[TASK DETAILS] Copy out everything from the start of the items down to the line containing "11L730 10L727 29L730", including both ends. Leave the pictures out of your copy.

(Outline labeling records)
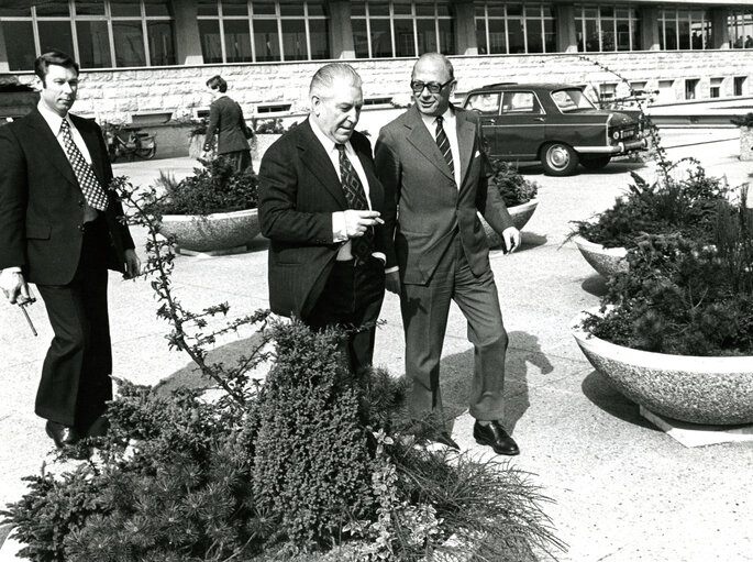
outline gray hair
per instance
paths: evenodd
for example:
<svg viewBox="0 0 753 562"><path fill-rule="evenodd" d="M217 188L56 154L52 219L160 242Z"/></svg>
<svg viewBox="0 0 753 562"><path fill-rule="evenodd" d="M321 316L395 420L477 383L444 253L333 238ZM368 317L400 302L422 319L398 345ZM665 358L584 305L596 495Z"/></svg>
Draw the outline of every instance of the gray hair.
<svg viewBox="0 0 753 562"><path fill-rule="evenodd" d="M319 96L326 97L332 89L336 78L344 78L350 80L352 86L361 88L363 80L358 73L355 71L351 65L345 63L330 63L322 66L317 74L311 78L311 86L309 86L309 97Z"/></svg>

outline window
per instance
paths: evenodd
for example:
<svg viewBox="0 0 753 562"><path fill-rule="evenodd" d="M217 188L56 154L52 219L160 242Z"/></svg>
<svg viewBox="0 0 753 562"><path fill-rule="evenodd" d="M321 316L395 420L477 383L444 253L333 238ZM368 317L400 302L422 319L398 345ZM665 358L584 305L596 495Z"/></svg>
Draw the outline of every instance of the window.
<svg viewBox="0 0 753 562"><path fill-rule="evenodd" d="M745 81L748 81L746 76L735 76L734 77L734 93L733 96L744 96L745 95Z"/></svg>
<svg viewBox="0 0 753 562"><path fill-rule="evenodd" d="M658 44L665 51L711 48L711 21L702 10L658 11Z"/></svg>
<svg viewBox="0 0 753 562"><path fill-rule="evenodd" d="M11 70L30 70L58 48L81 68L174 65L169 0L53 0L0 8Z"/></svg>
<svg viewBox="0 0 753 562"><path fill-rule="evenodd" d="M330 57L329 16L320 2L198 0L198 14L204 63Z"/></svg>
<svg viewBox="0 0 753 562"><path fill-rule="evenodd" d="M552 5L538 2L476 1L478 54L553 53Z"/></svg>
<svg viewBox="0 0 753 562"><path fill-rule="evenodd" d="M641 48L640 23L635 9L627 5L576 5L578 51L638 51Z"/></svg>
<svg viewBox="0 0 753 562"><path fill-rule="evenodd" d="M450 2L352 2L353 43L358 58L455 54L455 27Z"/></svg>
<svg viewBox="0 0 753 562"><path fill-rule="evenodd" d="M753 11L730 10L727 29L730 48L753 48Z"/></svg>

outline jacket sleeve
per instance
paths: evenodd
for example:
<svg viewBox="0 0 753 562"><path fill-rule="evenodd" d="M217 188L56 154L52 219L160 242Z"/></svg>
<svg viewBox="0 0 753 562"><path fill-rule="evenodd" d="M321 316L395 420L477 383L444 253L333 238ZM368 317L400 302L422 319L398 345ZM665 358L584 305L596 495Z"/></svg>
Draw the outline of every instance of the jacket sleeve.
<svg viewBox="0 0 753 562"><path fill-rule="evenodd" d="M212 141L214 140L214 133L217 133L217 128L220 124L220 107L214 100L209 107L209 123L207 124L207 135L204 136L204 151L212 148Z"/></svg>
<svg viewBox="0 0 753 562"><path fill-rule="evenodd" d="M10 125L0 128L0 269L26 265L26 159Z"/></svg>
<svg viewBox="0 0 753 562"><path fill-rule="evenodd" d="M489 177L492 174L491 163L489 162L489 156L484 150L484 142L481 136L481 128L479 123L476 123L476 145L481 153L481 159L484 165L481 166L481 173L478 177L478 186L476 190L476 208L481 213L486 222L494 229L498 234L510 227L514 227L512 222L512 217L507 210L507 205L505 205L505 199L499 195L497 188L489 185Z"/></svg>
<svg viewBox="0 0 753 562"><path fill-rule="evenodd" d="M397 266L395 252L395 230L397 228L398 203L400 201L400 158L395 152L392 139L387 128L379 131L374 151L374 163L377 177L385 189L385 212L381 218L385 221L383 236L385 241L385 255L387 263L385 268Z"/></svg>
<svg viewBox="0 0 753 562"><path fill-rule="evenodd" d="M262 234L273 241L331 245L332 213L301 208L306 178L296 166L295 146L284 136L264 153L258 173L258 218Z"/></svg>

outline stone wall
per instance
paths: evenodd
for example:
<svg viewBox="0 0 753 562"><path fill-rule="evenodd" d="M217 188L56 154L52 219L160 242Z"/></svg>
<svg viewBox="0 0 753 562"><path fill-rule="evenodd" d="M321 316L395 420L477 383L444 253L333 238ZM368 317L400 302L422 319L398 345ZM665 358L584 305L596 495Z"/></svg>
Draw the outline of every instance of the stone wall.
<svg viewBox="0 0 753 562"><path fill-rule="evenodd" d="M589 55L619 71L628 80L646 81L657 89L658 80L675 80L675 99L685 97L685 79L698 78L699 98L709 96L712 77L726 77L721 96L733 92L733 77L749 76L750 59L735 51L631 52ZM452 57L458 92L498 81L554 81L569 84L617 82L610 73L577 54L500 55ZM352 60L364 79L365 98L396 98L407 102L408 82L414 59ZM248 65L202 65L126 70L86 70L75 111L98 120L130 122L133 114L171 111L173 118L191 117L207 109L211 96L206 81L221 74L229 95L243 107L247 118L259 104L290 103L292 114L304 113L309 80L322 62ZM18 75L33 84L33 75ZM751 80L749 77L748 81ZM744 95L753 91L746 84ZM618 91L619 93L619 91ZM666 96L667 92L664 92ZM367 107L367 110L370 108ZM264 114L258 117L265 117Z"/></svg>

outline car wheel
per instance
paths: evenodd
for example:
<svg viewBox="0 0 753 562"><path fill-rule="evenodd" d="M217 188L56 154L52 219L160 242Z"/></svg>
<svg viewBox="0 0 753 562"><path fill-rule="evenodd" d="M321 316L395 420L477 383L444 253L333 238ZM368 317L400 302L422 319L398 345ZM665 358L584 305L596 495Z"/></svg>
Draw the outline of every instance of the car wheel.
<svg viewBox="0 0 753 562"><path fill-rule="evenodd" d="M542 148L541 164L547 176L569 176L578 167L578 155L565 143L549 143Z"/></svg>
<svg viewBox="0 0 753 562"><path fill-rule="evenodd" d="M583 158L580 158L580 164L583 164L584 168L601 169L606 167L611 159L611 156L591 156L589 158L584 156Z"/></svg>

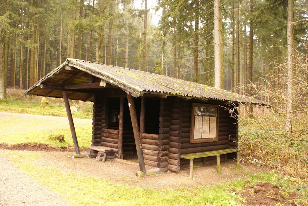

[WORKED SOLUTION]
outline gray hair
per instance
paths: evenodd
for example:
<svg viewBox="0 0 753 562"><path fill-rule="evenodd" d="M217 188L56 154L52 219L160 242Z"/></svg>
<svg viewBox="0 0 753 562"><path fill-rule="evenodd" d="M321 316L395 420L477 383L444 253L333 238ZM368 317L400 302L422 319L398 345ZM665 358L584 305L596 495Z"/></svg>
Draw the outline of every instance of the gray hair.
<svg viewBox="0 0 753 562"><path fill-rule="evenodd" d="M319 96L326 97L332 89L336 78L344 78L350 80L352 86L361 88L363 80L358 73L355 71L351 65L345 63L330 63L322 66L317 74L311 78L311 86L309 86L309 97Z"/></svg>

outline window
per instance
paths: evenodd
for example:
<svg viewBox="0 0 753 562"><path fill-rule="evenodd" d="M217 188L56 154L52 219L160 242Z"/></svg>
<svg viewBox="0 0 753 562"><path fill-rule="evenodd" d="M321 316L395 420L477 383L444 253L333 238ZM368 317L400 302L422 319L398 345ZM665 358L584 305L596 495Z"/></svg>
Draw the outline of every instance of the window.
<svg viewBox="0 0 753 562"><path fill-rule="evenodd" d="M745 81L748 81L746 76L735 76L734 77L734 93L733 96L744 96L745 95Z"/></svg>
<svg viewBox="0 0 753 562"><path fill-rule="evenodd" d="M658 44L665 51L711 48L711 21L702 10L658 11Z"/></svg>
<svg viewBox="0 0 753 562"><path fill-rule="evenodd" d="M11 70L30 70L58 48L81 68L174 65L169 0L53 0L0 8Z"/></svg>
<svg viewBox="0 0 753 562"><path fill-rule="evenodd" d="M330 57L329 16L320 2L198 0L198 14L204 63Z"/></svg>
<svg viewBox="0 0 753 562"><path fill-rule="evenodd" d="M552 5L538 2L476 1L478 54L553 53Z"/></svg>
<svg viewBox="0 0 753 562"><path fill-rule="evenodd" d="M641 48L640 23L635 9L627 5L576 5L578 51L638 51Z"/></svg>
<svg viewBox="0 0 753 562"><path fill-rule="evenodd" d="M450 2L352 2L353 43L358 58L455 54L455 27Z"/></svg>
<svg viewBox="0 0 753 562"><path fill-rule="evenodd" d="M753 11L730 10L727 29L730 48L753 48Z"/></svg>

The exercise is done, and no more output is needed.